**EXERCISE:** Please repeat each of the following rows word for word.

**GIVEN DATA:**
▬▬▬

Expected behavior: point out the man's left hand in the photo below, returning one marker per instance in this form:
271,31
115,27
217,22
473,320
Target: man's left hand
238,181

▬▬▬

**EXERCISE OUTPUT:**
Expected behavior: point out the man's left hand in the photo below, returning one marker per instance in this form:
271,31
115,27
217,22
473,320
Target: man's left hand
238,181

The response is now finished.